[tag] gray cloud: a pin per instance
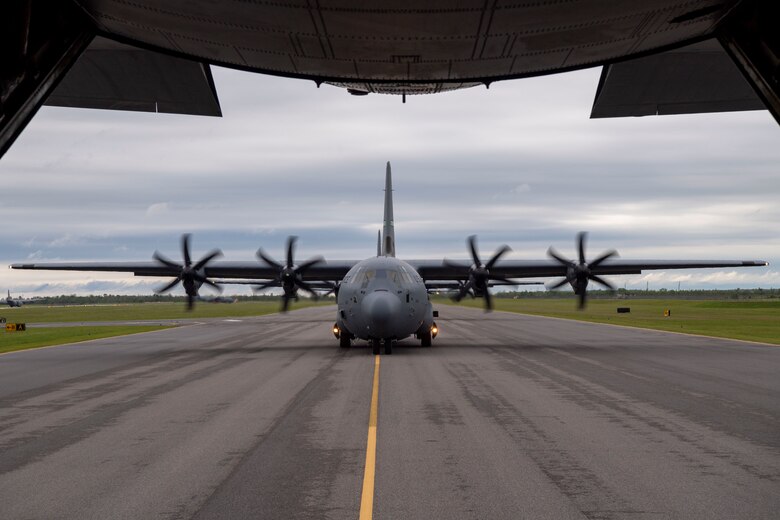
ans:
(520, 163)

○ ○ ○ ○

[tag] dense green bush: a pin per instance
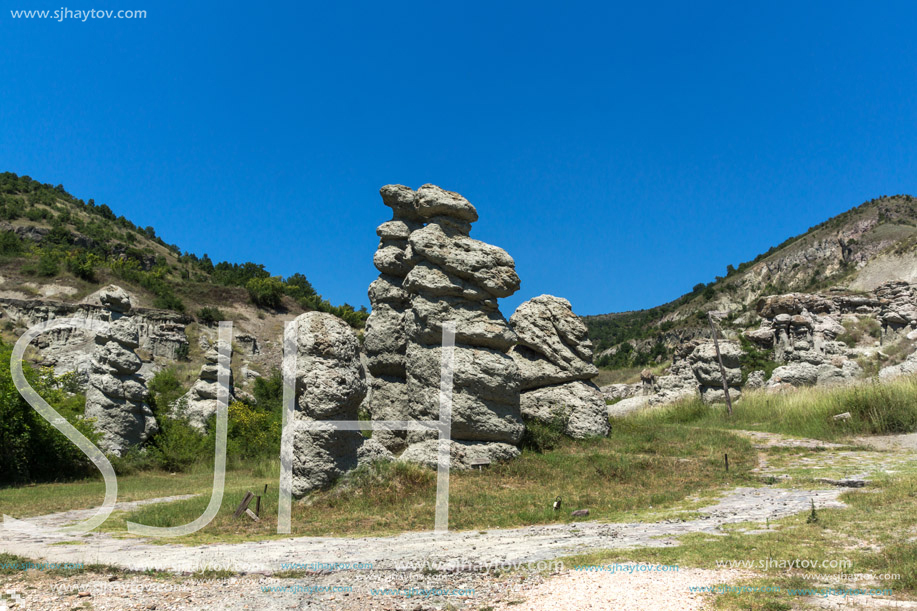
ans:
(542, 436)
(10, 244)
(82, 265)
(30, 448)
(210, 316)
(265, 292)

○ ○ ○ ○

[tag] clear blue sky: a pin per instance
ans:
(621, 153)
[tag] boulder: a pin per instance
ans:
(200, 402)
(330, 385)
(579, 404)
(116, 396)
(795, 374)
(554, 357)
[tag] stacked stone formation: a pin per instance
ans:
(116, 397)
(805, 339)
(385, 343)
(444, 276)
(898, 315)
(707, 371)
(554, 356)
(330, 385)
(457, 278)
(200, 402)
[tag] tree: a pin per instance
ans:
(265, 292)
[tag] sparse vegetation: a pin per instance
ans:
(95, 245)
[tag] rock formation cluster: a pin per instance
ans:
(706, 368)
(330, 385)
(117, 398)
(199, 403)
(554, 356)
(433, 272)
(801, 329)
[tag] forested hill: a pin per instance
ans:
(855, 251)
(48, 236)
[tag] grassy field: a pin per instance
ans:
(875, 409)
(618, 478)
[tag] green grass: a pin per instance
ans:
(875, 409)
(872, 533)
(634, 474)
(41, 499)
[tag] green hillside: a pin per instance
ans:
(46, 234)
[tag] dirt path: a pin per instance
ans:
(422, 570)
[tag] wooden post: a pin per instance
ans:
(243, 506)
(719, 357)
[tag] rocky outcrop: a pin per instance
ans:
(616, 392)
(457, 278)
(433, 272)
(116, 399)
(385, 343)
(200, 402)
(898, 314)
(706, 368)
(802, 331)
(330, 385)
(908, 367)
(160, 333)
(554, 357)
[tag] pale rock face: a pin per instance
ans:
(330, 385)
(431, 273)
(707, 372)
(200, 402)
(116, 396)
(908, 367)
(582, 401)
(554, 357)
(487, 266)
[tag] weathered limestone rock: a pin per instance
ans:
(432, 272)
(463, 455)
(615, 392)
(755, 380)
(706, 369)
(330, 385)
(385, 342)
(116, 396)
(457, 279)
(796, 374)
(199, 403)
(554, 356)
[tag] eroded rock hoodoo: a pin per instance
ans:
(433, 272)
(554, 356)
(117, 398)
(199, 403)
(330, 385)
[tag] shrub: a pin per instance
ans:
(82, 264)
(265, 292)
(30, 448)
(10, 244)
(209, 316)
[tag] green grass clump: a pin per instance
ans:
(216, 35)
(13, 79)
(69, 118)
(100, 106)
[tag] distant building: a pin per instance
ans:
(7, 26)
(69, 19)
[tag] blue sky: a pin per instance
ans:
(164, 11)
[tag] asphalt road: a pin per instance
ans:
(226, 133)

○ ○ ○ ○

▸ Task prompt: List every line of the items that contains the word "green", copying each line in full.

▸ Final result:
[tag] dense green bush: a pin per instance
[tag] green grass: a pin per instance
[tag] green hillside: a pin per instance
[tag] green grass clump: a pin per instance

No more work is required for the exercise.